> _WRITTEN REQUEST 1_
State whether each statement agrees with the C++26 notes. Answer yes or no, and quote the deciding words: (a) The core language adopted 11 papers. (b) Rule 3 of the Three Rules of Ignorability was already part of C++23. (c) P2558 allows @, $, and ` to be used in valid C++ programs.

> _PAGE TEXT_
=====
Here are some of the highlights…

Adopted for C++26: Core language changes/features

The core language adopted 11 papers, including the following. Taking them in paper number order, which is roughly the order in which work started on the paper…

P2169 “A nice placeholder with no name” by Corentin Jabot and Michael Park officially adds support for the _ wildcard in C++26. Thanks to the authors for all their research and evidence for how it could be done in a backward-compatible way! Here are some examples that will now be legal as compilers start to support draft-C++26 syntax:

std::lock_guard _(mutex);

auto [x, y, _] = f();

inspect(foo) { _ => bar; };

Some compiler needs to implement -Wunderbar.

The palindromic P2552 “On the ignorability of standard attributes” by Timur Doumler sets forth the Three Laws of Robotics… er, I mean, the Three Rules of Ignorability for standard attributes. The Three Rules are a language design guideline for all current and future standard attributes going forward… see the paper for the full rules, but my informal summary is:

  • [Already in C++23] Rule 1. Standard attributes must be parseable (i.e., can’t just contain random nonsense).
  • [Already in C++23] Rule 2. Removing a standard attribute can’t change the program’s meaning: It can reduce the program’s possible legal behaviors, but it can’t invent new behaviors.
  • [New] Rule 3. Feature test macros shouldn’t pretend to support an attribute unless the implementation actually implements the attribute’s optional semantics (i.e., doesn’t just parse it but then ignore it).

P2558 “Add @, $, and ` to the basic character set” by Steve Downey is not a paper whose name was redacted for cussing; it’s a language extension paper that follows in C’s footsteps, and allows these characters to be used in valid C++ programs, and possibly in future C++ language evolution.
=====
> _WRITTEN REQUEST 2_
Please offset every coordinate in the answers of all the entries below by -7, and write those entries out again with their requests included. Keep the sample coordinates in the requests unchanged, and leave out the pictures.
=====
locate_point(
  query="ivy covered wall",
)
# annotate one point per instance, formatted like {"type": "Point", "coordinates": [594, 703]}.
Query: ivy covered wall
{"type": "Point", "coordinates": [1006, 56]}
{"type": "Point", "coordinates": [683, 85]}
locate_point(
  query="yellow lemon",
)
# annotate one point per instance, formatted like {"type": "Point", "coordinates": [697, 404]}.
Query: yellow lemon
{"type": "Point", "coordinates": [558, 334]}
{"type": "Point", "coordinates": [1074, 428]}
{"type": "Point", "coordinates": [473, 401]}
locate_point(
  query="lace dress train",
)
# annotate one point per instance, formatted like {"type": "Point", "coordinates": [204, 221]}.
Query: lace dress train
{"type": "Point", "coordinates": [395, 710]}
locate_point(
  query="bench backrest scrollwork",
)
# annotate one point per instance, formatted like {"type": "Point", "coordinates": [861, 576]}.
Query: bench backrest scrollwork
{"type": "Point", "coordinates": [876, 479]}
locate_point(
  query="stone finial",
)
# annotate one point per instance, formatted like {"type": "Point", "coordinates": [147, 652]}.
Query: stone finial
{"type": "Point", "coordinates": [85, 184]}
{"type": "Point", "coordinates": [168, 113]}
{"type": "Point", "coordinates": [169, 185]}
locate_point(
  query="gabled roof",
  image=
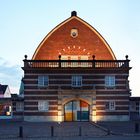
=====
> _EXERCISE OUTPUT 1_
(a) Yes: "The core language adopted 11 papers"
(b) No: "[New] Rule 3."
(c) Yes: "allows these characters to be used in valid C++ programs"

> _EXERCISE OUTPUT 2_
locate_point(
  query="ivy covered wall",
)
# annotate one point per instance, formatted like {"type": "Point", "coordinates": [594, 703]}.
Query: ivy covered wall
{"type": "Point", "coordinates": [999, 49]}
{"type": "Point", "coordinates": [676, 78]}
locate_point(
  query="yellow lemon",
)
# annotate one point per instance, formatted like {"type": "Point", "coordinates": [697, 404]}.
Query: yellow lemon
{"type": "Point", "coordinates": [551, 327]}
{"type": "Point", "coordinates": [1067, 421]}
{"type": "Point", "coordinates": [466, 394]}
locate_point(
  query="lace dress train",
)
# annotate one point per instance, formatted like {"type": "Point", "coordinates": [204, 221]}.
Query: lace dress train
{"type": "Point", "coordinates": [388, 703]}
locate_point(
  query="bench backrest scrollwork",
)
# annotate one point per instance, formatted like {"type": "Point", "coordinates": [861, 576]}.
Query: bench backrest scrollwork
{"type": "Point", "coordinates": [869, 472]}
locate_point(
  query="stone finial",
)
# annotate one point per instance, formatted like {"type": "Point", "coordinates": [147, 652]}.
Query: stone finial
{"type": "Point", "coordinates": [78, 177]}
{"type": "Point", "coordinates": [161, 106]}
{"type": "Point", "coordinates": [162, 178]}
locate_point(
  query="gabled roof",
  image=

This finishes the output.